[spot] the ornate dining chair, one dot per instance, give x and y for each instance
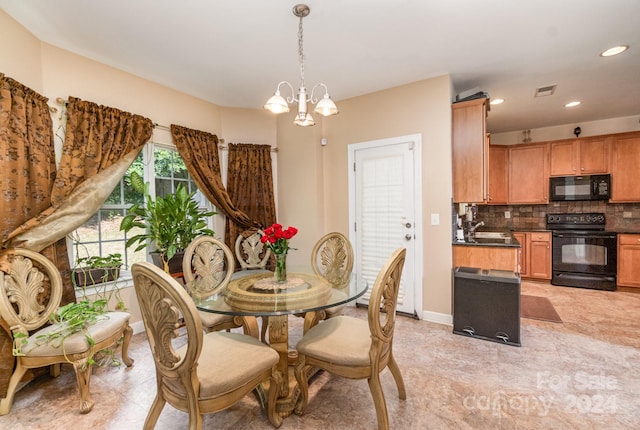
(352, 348)
(253, 257)
(209, 372)
(331, 259)
(250, 251)
(207, 268)
(29, 295)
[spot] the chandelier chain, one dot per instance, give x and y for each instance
(301, 52)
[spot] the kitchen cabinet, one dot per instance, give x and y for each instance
(535, 254)
(470, 151)
(625, 159)
(486, 257)
(628, 260)
(498, 180)
(579, 156)
(528, 174)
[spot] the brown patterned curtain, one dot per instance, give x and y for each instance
(250, 186)
(199, 150)
(27, 163)
(100, 144)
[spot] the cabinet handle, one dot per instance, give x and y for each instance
(502, 336)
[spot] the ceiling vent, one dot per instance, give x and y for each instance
(546, 91)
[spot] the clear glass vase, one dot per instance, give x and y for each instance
(281, 268)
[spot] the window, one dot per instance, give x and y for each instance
(163, 168)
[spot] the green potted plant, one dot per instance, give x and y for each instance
(170, 224)
(96, 269)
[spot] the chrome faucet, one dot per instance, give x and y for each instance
(473, 228)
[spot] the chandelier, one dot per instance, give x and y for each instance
(278, 104)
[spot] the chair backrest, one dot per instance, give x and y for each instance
(207, 266)
(31, 292)
(163, 302)
(250, 251)
(383, 301)
(332, 258)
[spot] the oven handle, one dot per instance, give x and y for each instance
(586, 236)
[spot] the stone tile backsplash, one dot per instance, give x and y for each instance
(620, 217)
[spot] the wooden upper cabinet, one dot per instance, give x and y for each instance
(470, 151)
(498, 180)
(529, 174)
(579, 156)
(625, 166)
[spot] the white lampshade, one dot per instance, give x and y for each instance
(307, 121)
(277, 104)
(326, 106)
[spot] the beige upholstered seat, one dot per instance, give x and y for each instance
(353, 348)
(209, 372)
(331, 259)
(207, 267)
(29, 294)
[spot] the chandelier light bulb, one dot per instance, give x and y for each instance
(279, 104)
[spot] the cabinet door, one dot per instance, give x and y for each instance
(563, 158)
(628, 260)
(594, 156)
(498, 181)
(470, 151)
(522, 254)
(625, 159)
(540, 255)
(529, 174)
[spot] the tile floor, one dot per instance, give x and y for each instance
(583, 373)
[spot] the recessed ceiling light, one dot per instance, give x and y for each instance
(614, 51)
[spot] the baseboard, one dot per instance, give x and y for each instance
(138, 327)
(437, 317)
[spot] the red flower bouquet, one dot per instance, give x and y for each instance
(277, 240)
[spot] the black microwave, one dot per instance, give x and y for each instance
(587, 187)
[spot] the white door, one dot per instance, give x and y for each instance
(385, 211)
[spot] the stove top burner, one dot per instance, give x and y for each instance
(586, 221)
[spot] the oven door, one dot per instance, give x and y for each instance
(584, 259)
(584, 252)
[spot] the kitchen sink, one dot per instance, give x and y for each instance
(491, 235)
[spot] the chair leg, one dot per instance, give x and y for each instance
(263, 330)
(395, 371)
(83, 377)
(378, 400)
(128, 332)
(5, 403)
(301, 371)
(154, 412)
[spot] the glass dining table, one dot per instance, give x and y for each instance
(260, 295)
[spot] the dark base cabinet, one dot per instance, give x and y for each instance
(486, 304)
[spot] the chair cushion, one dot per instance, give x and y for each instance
(77, 342)
(341, 340)
(229, 361)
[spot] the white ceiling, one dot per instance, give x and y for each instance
(233, 53)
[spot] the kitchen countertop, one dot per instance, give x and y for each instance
(508, 242)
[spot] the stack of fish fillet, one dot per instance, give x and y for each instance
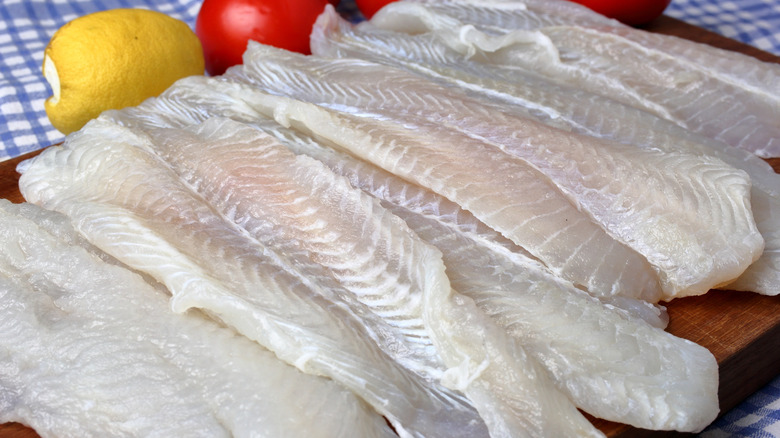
(461, 219)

Problem statement: Format everything above, from the line containing "[spot] the red" down to the end of the records, as a Markdown table with the columns Row and Line, one line per row. Omit blank lines and the pictures.

Full answer:
| Row | Line |
|---|---|
| 1 | [spot] the red flower bouquet, one dot per instance, give x and y for each instance |
| 2 | (277, 240) |
| 3 | [spot] the black microwave, one dot per instance, give x and y for each instance |
| 4 | (587, 187) |
| 5 | [spot] the white door, one dot per instance, give x and y for each instance |
| 6 | (385, 211) |
| 7 | [spot] the stove top burner, one dot per instance, give x and y for each instance |
| 8 | (586, 221) |
| 9 | [spot] the oven door, one dot per instance, give x and y for each instance |
| 10 | (584, 259) |
| 11 | (584, 252) |
| 12 | [spot] the kitchen sink, one dot per instance, give x and y for each instance |
| 13 | (491, 235) |
| 14 | [spot] the chair leg, one dot per instance, give x and y for each instance |
| 15 | (263, 330) |
| 16 | (395, 371) |
| 17 | (83, 377) |
| 18 | (378, 400) |
| 19 | (128, 332) |
| 20 | (5, 403) |
| 21 | (301, 371) |
| 22 | (154, 412) |
| 23 | [spot] the glass dining table, one dot per instance, give x and y for each instance |
| 24 | (260, 295) |
| 25 | [spot] the dark base cabinet, one dot per instance, give x and y for each instance |
| 26 | (486, 304) |
| 27 | [spot] the chair cushion, one dot per instance, give x and y for each instance |
| 28 | (77, 342) |
| 29 | (341, 340) |
| 30 | (229, 361) |
| 31 | [spot] the white ceiling, one dot per instance, give x and y for each instance |
| 32 | (233, 53) |
| 33 | [spot] the kitchen countertop, one dot per instance, give x and y for each instance |
| 34 | (508, 242) |
| 35 | [spot] the stack of fish fillet, one dot per instance, give x and y for each instance |
| 36 | (461, 219) |